[What to produce]:
Copy the material below with every "tag" swapped for "mark", leaving all other text unchanged.

* START Extracted data *

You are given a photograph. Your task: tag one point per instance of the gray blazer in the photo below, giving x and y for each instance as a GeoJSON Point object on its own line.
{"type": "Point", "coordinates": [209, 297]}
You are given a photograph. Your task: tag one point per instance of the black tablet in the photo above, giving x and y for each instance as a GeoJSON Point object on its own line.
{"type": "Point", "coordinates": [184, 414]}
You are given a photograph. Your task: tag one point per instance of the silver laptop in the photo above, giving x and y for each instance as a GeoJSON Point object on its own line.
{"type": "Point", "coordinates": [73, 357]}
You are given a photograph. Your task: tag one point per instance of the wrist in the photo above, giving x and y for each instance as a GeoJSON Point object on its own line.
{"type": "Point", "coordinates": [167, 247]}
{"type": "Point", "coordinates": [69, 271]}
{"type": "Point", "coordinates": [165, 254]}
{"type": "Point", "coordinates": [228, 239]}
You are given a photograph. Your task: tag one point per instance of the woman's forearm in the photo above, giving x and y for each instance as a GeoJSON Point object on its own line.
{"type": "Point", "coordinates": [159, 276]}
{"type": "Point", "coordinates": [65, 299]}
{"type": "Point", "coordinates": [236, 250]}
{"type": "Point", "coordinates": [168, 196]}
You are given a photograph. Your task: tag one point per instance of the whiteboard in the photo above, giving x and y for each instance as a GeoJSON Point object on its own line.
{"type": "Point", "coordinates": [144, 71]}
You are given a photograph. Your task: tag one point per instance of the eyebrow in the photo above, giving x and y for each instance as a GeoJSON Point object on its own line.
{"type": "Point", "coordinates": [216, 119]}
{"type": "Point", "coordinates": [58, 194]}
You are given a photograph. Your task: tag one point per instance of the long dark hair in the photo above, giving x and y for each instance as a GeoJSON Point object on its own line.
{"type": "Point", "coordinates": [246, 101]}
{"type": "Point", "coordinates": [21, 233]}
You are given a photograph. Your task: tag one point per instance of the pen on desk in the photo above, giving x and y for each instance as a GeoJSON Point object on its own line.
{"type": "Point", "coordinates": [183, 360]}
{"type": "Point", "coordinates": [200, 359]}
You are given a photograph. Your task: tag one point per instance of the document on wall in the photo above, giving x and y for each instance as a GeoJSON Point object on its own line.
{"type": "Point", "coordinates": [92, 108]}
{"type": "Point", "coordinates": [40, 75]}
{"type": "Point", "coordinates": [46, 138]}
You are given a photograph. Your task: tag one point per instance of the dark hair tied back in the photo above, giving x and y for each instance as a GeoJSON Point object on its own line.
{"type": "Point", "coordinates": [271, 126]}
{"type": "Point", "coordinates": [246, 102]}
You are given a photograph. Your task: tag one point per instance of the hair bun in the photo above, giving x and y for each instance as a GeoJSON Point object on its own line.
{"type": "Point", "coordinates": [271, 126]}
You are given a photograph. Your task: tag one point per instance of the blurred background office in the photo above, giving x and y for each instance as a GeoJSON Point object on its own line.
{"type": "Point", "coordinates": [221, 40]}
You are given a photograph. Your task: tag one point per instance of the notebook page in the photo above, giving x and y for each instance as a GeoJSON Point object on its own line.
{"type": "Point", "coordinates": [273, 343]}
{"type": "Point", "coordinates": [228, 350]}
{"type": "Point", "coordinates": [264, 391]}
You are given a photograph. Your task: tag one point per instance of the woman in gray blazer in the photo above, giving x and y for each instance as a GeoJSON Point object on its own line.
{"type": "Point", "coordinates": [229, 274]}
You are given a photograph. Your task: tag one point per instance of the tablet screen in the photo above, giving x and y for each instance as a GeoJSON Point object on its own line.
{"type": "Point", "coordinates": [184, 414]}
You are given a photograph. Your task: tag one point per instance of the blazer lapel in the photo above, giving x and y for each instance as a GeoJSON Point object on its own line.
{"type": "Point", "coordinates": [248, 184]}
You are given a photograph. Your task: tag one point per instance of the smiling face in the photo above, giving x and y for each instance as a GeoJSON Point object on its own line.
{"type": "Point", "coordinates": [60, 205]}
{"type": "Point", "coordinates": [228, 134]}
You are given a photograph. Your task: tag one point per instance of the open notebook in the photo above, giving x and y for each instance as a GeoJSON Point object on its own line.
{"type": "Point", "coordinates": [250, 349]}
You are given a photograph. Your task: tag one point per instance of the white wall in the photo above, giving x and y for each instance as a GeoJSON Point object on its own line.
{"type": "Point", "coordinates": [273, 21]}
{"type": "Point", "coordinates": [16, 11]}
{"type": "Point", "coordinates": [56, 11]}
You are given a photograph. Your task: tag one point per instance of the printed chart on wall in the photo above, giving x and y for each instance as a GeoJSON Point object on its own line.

* END Extracted data *

[Output below]:
You are given a photograph. Your task: mark one point per instance of the gray blazer in the photo below, giving x and y for each instance as a GeoJSON Point object on its own line.
{"type": "Point", "coordinates": [209, 297]}
You are given a photograph. Your task: mark one point per instance of the black tablet in the photo above, giving x and y for each instance as a GeoJSON Point object on its own line.
{"type": "Point", "coordinates": [184, 414]}
You are given a photograph. Your task: mark one point per instance of the silver laptop in the photo above, giving x and y for each instance as a GeoJSON Point object on its own line.
{"type": "Point", "coordinates": [73, 357]}
You are given a photograph. Your task: mark one point per instance of the wrist in the photo above, giving x and y for each instance as a GeoJSON Point object on its own line.
{"type": "Point", "coordinates": [167, 247]}
{"type": "Point", "coordinates": [69, 271]}
{"type": "Point", "coordinates": [165, 254]}
{"type": "Point", "coordinates": [228, 239]}
You are given a photograph. Your task: mark one point per instance of the woman's forearm in the photo above, giving x and y for each instance as a GeoJSON Point object on its own line.
{"type": "Point", "coordinates": [159, 276]}
{"type": "Point", "coordinates": [65, 299]}
{"type": "Point", "coordinates": [236, 250]}
{"type": "Point", "coordinates": [168, 196]}
You are given a photograph. Your task: mark one point per instance of the whiteboard in the photo above, giving x and y for each instance as a GeoJSON Point object on its own line.
{"type": "Point", "coordinates": [144, 71]}
You are given a photograph. Your task: mark one point per instance of the eyebrow in the photo above, giving x and y for each instance as a GeoJSON Point object on its own line.
{"type": "Point", "coordinates": [216, 119]}
{"type": "Point", "coordinates": [58, 194]}
You are given a photograph. Your task: mark one point per instance of the long dark hair in the photo above, giving x and y for each instance as a GeoJSON Point object on its own line.
{"type": "Point", "coordinates": [246, 101]}
{"type": "Point", "coordinates": [21, 233]}
You are given a photograph. Your task: mark one point per instance of the pen on desk in the photo above, giving x and y for each instance as a GeoJSON Point object on its own line.
{"type": "Point", "coordinates": [183, 360]}
{"type": "Point", "coordinates": [200, 359]}
You are given a photograph. Your task: mark one point per instance of the document on wall in the photo above, giving x and y for each instance as a GeoJSON Point object on its own line.
{"type": "Point", "coordinates": [92, 108]}
{"type": "Point", "coordinates": [40, 75]}
{"type": "Point", "coordinates": [46, 138]}
You are given a photograph. Your task: mark one point per instance of the dark hair tied back in the photo above, giving x and y for each instance as a GeoJSON Point object on its own line.
{"type": "Point", "coordinates": [271, 126]}
{"type": "Point", "coordinates": [246, 102]}
You are given a photograph. Your task: mark one point per instance of the hair bun in the photo above, giving x and y for each instance as a GeoJSON Point object on its own line.
{"type": "Point", "coordinates": [271, 126]}
You are given a photograph. Your task: mark one point per instance of the blurred background office in the photo above, giving x and y for each instance as a GeoJSON Point object on its own line.
{"type": "Point", "coordinates": [221, 40]}
You are given a photograph. Your task: mark one point per instance of the notebook page in the photo above, giving x and y for each instance as a GeoJSON Point object on its own line.
{"type": "Point", "coordinates": [273, 343]}
{"type": "Point", "coordinates": [228, 350]}
{"type": "Point", "coordinates": [264, 391]}
You are given a photograph. Your task: mark one point per instance of the woman in gray blazer in the photo above, giving x and y for each instance as a GeoJSON Point object on its own line.
{"type": "Point", "coordinates": [229, 274]}
You are given a photograph. Your task: mark one point per instance of the tablet screen in the photo above, giving x and y for each instance as a GeoJSON Point object on its own line.
{"type": "Point", "coordinates": [184, 414]}
You are given a photograph. Your task: mark one point per instance of the blazer lapel in the photo above, giving x and y for each instance as a GeoJSON Point object on its own line.
{"type": "Point", "coordinates": [248, 184]}
You are given a photograph. Your task: mark one point per instance of the smiling face in the photo above, giving x and y for each instance as a GeoJSON Point object on its own line.
{"type": "Point", "coordinates": [60, 205]}
{"type": "Point", "coordinates": [228, 134]}
You are given a photograph. Your task: mark one point per instance of the open notebook in the photo above, giving x and y for each instance as a GeoJSON Point object on its own line.
{"type": "Point", "coordinates": [250, 349]}
You are given a photograph. Your task: mark one point per instance of the white wall in the photo above, giving x and y for each instance as a GeoJSON Point object on its own line.
{"type": "Point", "coordinates": [273, 21]}
{"type": "Point", "coordinates": [16, 11]}
{"type": "Point", "coordinates": [56, 11]}
You are given a photograph. Your task: mark one point per instance of the printed chart on wall in the photo above, giving x and y for each instance as a GeoJSON Point object on its own line.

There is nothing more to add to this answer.